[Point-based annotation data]

▼▼▼

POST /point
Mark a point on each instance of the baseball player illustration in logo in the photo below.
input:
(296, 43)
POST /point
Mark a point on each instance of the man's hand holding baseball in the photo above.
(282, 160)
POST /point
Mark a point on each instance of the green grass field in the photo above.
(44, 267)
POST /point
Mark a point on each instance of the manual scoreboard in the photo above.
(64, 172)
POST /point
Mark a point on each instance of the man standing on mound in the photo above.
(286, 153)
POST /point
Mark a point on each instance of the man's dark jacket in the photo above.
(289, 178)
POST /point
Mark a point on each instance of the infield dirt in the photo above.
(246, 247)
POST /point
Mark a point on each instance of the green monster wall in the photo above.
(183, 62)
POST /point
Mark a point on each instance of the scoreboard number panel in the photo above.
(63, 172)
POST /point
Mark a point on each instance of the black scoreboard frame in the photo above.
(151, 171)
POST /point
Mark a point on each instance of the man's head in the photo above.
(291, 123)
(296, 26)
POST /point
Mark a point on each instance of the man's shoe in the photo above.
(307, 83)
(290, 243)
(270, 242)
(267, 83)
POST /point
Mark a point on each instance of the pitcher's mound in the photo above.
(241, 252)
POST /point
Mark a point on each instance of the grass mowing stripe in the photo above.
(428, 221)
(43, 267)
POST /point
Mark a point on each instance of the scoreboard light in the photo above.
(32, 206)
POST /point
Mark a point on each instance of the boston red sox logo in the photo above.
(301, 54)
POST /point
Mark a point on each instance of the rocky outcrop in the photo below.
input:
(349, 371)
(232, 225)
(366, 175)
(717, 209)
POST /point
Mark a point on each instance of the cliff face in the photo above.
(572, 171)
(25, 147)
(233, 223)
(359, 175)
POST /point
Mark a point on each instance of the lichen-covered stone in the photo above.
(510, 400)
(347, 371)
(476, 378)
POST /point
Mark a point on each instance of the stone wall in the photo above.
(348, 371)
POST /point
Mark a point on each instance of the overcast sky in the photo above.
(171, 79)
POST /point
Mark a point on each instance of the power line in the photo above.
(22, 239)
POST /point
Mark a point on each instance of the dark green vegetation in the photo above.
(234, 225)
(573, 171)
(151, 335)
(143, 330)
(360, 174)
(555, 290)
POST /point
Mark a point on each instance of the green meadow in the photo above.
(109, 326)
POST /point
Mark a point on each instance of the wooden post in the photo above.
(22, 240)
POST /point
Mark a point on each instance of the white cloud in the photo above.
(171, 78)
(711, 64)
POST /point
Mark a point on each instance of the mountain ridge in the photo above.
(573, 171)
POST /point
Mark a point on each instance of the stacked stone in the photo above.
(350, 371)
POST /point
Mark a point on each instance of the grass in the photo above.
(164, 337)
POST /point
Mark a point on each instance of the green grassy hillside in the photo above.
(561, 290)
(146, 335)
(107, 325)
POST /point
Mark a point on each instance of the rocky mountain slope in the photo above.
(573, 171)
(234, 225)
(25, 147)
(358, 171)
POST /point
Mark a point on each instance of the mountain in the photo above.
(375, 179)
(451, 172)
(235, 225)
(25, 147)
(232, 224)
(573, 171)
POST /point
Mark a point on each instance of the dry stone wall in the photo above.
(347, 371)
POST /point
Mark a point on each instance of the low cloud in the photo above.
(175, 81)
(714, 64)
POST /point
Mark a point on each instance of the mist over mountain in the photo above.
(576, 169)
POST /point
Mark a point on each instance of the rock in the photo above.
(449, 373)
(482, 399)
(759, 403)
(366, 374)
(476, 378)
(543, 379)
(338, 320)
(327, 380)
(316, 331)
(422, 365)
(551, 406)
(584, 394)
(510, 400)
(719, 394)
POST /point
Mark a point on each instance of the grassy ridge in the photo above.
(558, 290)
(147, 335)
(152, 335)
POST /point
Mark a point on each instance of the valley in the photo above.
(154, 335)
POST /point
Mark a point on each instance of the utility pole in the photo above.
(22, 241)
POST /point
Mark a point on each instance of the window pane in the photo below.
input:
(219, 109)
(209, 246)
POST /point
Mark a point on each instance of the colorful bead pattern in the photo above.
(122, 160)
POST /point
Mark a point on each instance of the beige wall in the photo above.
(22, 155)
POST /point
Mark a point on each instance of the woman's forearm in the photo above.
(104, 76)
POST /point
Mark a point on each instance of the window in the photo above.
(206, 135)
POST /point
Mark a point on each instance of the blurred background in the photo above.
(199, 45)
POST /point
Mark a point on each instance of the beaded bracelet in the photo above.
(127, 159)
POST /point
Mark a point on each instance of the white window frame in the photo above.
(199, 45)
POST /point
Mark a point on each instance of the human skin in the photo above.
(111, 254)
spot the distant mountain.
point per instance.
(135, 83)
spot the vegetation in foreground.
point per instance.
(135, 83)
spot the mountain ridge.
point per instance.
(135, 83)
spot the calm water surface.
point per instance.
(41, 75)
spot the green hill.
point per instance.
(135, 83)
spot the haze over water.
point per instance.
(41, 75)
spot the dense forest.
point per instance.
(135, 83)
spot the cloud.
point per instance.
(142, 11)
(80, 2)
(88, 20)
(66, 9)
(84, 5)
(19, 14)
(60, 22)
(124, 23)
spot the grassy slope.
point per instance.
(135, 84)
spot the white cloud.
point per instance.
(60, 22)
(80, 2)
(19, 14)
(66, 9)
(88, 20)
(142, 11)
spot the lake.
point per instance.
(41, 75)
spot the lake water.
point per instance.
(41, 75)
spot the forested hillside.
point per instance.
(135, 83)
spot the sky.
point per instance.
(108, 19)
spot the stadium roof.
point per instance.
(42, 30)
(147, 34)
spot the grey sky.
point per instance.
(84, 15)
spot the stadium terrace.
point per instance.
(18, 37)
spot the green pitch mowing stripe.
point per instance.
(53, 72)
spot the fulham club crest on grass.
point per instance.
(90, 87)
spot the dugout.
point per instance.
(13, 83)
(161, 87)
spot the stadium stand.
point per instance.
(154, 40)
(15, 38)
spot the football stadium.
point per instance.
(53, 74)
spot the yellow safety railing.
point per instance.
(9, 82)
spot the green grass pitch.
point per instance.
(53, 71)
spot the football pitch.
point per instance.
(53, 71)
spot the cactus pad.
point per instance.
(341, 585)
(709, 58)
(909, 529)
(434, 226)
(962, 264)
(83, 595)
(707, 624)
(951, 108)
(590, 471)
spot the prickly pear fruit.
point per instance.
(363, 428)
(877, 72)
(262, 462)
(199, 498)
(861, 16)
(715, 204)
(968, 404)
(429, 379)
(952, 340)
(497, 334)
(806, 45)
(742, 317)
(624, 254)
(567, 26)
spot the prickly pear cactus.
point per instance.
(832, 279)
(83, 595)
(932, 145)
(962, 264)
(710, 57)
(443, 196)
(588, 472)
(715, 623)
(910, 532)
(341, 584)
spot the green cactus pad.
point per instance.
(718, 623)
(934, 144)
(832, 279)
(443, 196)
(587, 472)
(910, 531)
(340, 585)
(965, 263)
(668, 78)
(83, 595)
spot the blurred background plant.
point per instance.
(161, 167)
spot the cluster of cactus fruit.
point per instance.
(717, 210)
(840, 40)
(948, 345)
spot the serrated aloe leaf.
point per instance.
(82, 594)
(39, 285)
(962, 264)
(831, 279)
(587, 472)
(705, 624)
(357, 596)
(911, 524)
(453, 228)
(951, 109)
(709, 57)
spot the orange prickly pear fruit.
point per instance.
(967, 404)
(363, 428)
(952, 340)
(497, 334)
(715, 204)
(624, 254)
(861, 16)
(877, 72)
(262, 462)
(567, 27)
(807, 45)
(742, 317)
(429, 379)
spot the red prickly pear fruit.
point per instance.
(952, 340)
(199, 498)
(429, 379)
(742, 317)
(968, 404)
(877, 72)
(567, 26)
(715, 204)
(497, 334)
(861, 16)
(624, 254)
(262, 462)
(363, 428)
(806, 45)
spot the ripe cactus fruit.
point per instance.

▲▲▲

**Exercise goal**. Repeat the material from above exactly, word for word.

**Solution to the exercise**.
POST /point
Mark a point on each instance of the baseball player illustration in logo in the photo below.
input:
(296, 43)
POST /point
Mark a point on each instance of the man's hand holding baseball in the photo above.
(282, 160)
POST /point
Mark a point on each instance of the green grass field in the photo above.
(44, 267)
POST /point
Mark a point on each instance of the manual scoreboard in the photo above.
(64, 172)
POST /point
Mark a point on each instance of the man standing on mound in the photo above.
(286, 153)
POST /point
Mark a point on each instance of the man's dark jacket in the photo above.
(289, 178)
POST /point
Mark a point on each instance of the infield dirt in the photo above.
(246, 247)
POST /point
Mark a point on each instance of the green monster wall in the photo above.
(183, 62)
POST /point
Mark a point on each instance of the scoreboard number panel in the photo above.
(63, 172)
POST /point
Mark a point on each instance of the black scoreboard frame in the photo above.
(151, 171)
POST /point
Mark a point on each instance of the man's head in the photo above.
(291, 123)
(296, 26)
POST /point
Mark a point on each instance of the man's shoe in the photo above.
(307, 83)
(290, 243)
(270, 242)
(267, 83)
POST /point
Mark a point on each instance of the pitcher's mound in the photo above.
(241, 252)
POST /point
Mark a point on each instance of the grass mowing stripe in the photo above.
(428, 221)
(43, 267)
POST /point
Mark a point on each instance of the scoreboard light in the photo above.
(32, 206)
POST /point
Mark a point on each instance of the boston red sox logo in the photo above.
(301, 54)
POST /point
Mark a point on each instance of the rocky outcrop in the photo below.
input:
(349, 371)
(232, 225)
(366, 175)
(717, 209)
POST /point
Mark a point on each instance of the cliff face in the photo above.
(572, 171)
(25, 147)
(233, 223)
(359, 175)
POST /point
Mark a point on each instance of the lichen-covered stone in the photo above.
(510, 400)
(347, 371)
(476, 378)
POST /point
Mark a point on each instance of the stone wall in the photo above.
(348, 371)
POST /point
Mark a point on each instance of the overcast sky in the photo above.
(171, 79)
POST /point
Mark a point on each instance of the power line in the photo above.
(22, 239)
POST /point
Mark a point on each instance of the dark green vegetation in the photo above.
(234, 225)
(573, 171)
(151, 335)
(143, 330)
(360, 174)
(555, 290)
POST /point
Mark a point on each instance of the green meadow in the photo above.
(109, 326)
POST /point
Mark a point on each instance of the wooden post in the photo above.
(22, 240)
POST /point
Mark a point on each instance of the white cloud in the photo above.
(171, 78)
(711, 64)
POST /point
Mark a point on each instance of the mountain ridge in the photo above.
(573, 171)
POST /point
Mark a point on each instance of the stacked stone in the photo above.
(350, 371)
POST /point
Mark a point on each instance of the grass in the photo above.
(164, 337)
POST /point
Mark a point on each instance of the green grassy hillside in the photo above.
(561, 290)
(146, 335)
(107, 325)
POST /point
Mark a point on each instance of the rocky mountain slope in the photo above.
(573, 171)
(234, 225)
(25, 147)
(358, 171)
POST /point
Mark a point on each instance of the mountain in the photo above.
(375, 179)
(451, 172)
(235, 225)
(25, 147)
(232, 224)
(573, 171)
POST /point
Mark a point on each instance of the dry stone wall in the photo above.
(347, 371)
POST /point
Mark a point on each instance of the low cloud in the photo above.
(175, 81)
(714, 64)
POST /point
Mark a point on each instance of the mist over mountain in the photo above.
(576, 169)
POST /point
Mark a point on each instance of the rock in the photo above.
(449, 373)
(482, 399)
(759, 403)
(366, 374)
(476, 378)
(543, 379)
(338, 320)
(327, 380)
(316, 331)
(422, 365)
(551, 406)
(584, 394)
(510, 400)
(719, 394)
POST /point
Mark a point on each instance of the grassy ridge in the photo above.
(558, 290)
(147, 335)
(152, 335)
POST /point
Mark a point on each instance of the valley in the photo above.
(154, 335)
POST /point
Mark a point on each instance of the utility pole in the photo above.
(22, 241)
POST /point
Mark a point on each instance of the window pane in the photo below.
input:
(219, 109)
(209, 246)
POST /point
Mark a point on each instance of the colorful bead pattern in the photo above.
(122, 160)
POST /point
Mark a point on each instance of the beige wall in the photo above.
(22, 155)
POST /point
Mark a point on each instance of the woman's forearm in the photo above.
(104, 76)
POST /point
Mark a point on each instance of the window in the photo above.
(206, 135)
POST /point
Mark a point on each instance of the blurred background in the photo above.
(199, 45)
POST /point
Mark a point on each instance of the beaded bracelet in the photo above.
(127, 159)
POST /point
Mark a point on each instance of the white window frame in the photo above.
(199, 45)
POST /point
Mark a point on each instance of the human skin in the photo above.
(111, 254)
spot the distant mountain.
point per instance.
(135, 83)
spot the vegetation in foreground.
point per instance.
(135, 83)
spot the mountain ridge.
point per instance.
(135, 83)
spot the calm water surface.
point per instance.
(41, 75)
spot the green hill.
point per instance.
(135, 83)
spot the haze over water.
point per instance.
(41, 75)
spot the dense forest.
point per instance.
(135, 83)
spot the cloud.
point per instance.
(142, 11)
(80, 2)
(88, 20)
(66, 9)
(84, 5)
(19, 14)
(60, 22)
(124, 23)
spot the grassy slope.
point per instance.
(135, 84)
spot the white cloud.
point per instance.
(60, 22)
(80, 2)
(19, 14)
(66, 9)
(88, 20)
(142, 11)
spot the lake.
point per instance.
(41, 75)
spot the lake water.
point per instance.
(41, 75)
spot the forested hillside.
point per instance.
(135, 83)
spot the sky.
point per instance.
(108, 19)
spot the stadium roof.
point per instance.
(42, 30)
(147, 34)
spot the grey sky.
point per instance.
(84, 15)
spot the stadium terrace.
point per instance.
(18, 37)
spot the green pitch mowing stripe.
point per instance.
(53, 72)
spot the fulham club crest on grass.
point per instance.
(90, 87)
spot the dugout.
point per instance.
(13, 83)
(161, 87)
spot the stadium stand.
point per instance.
(154, 40)
(15, 38)
spot the football stadium.
point per instance.
(53, 74)
spot the yellow safety railing.
point per instance.
(9, 82)
spot the green grass pitch.
point per instance.
(53, 71)
spot the football pitch.
point per instance.
(53, 71)
spot the cactus pad.
point per instance.
(341, 585)
(709, 58)
(909, 529)
(434, 226)
(962, 264)
(83, 595)
(707, 624)
(951, 108)
(590, 471)
spot the prickly pear fruit.
point per instance.
(363, 428)
(877, 72)
(262, 462)
(199, 498)
(861, 16)
(715, 204)
(968, 404)
(429, 379)
(952, 340)
(497, 334)
(806, 45)
(742, 317)
(624, 254)
(567, 26)
spot the prickly pear cactus.
point per instance.
(832, 279)
(83, 595)
(932, 145)
(962, 264)
(710, 57)
(443, 196)
(588, 472)
(715, 623)
(910, 532)
(341, 584)
spot the green cactus pad.
point per instance.
(718, 623)
(934, 144)
(832, 279)
(443, 196)
(587, 472)
(910, 531)
(340, 585)
(965, 263)
(668, 78)
(83, 595)
spot the blurred background plant.
point per instance.
(161, 167)
spot the cluster of cactus fruit.
point per instance.
(717, 210)
(840, 40)
(948, 345)
spot the serrated aloe leaf.
point per instance.
(82, 594)
(39, 285)
(962, 264)
(831, 279)
(587, 472)
(705, 624)
(357, 596)
(911, 524)
(453, 228)
(951, 109)
(709, 57)
spot the orange prickly pear fruit.
point per instance.
(967, 404)
(363, 428)
(952, 340)
(497, 334)
(715, 204)
(624, 254)
(861, 16)
(877, 72)
(262, 462)
(567, 27)
(807, 45)
(742, 317)
(429, 379)
spot the red prickly pear fruit.
point per instance.
(952, 340)
(199, 498)
(429, 379)
(742, 317)
(968, 404)
(877, 72)
(567, 26)
(715, 204)
(497, 334)
(861, 16)
(624, 254)
(262, 462)
(363, 428)
(806, 45)
spot the ripe cactus fruit.
point per instance.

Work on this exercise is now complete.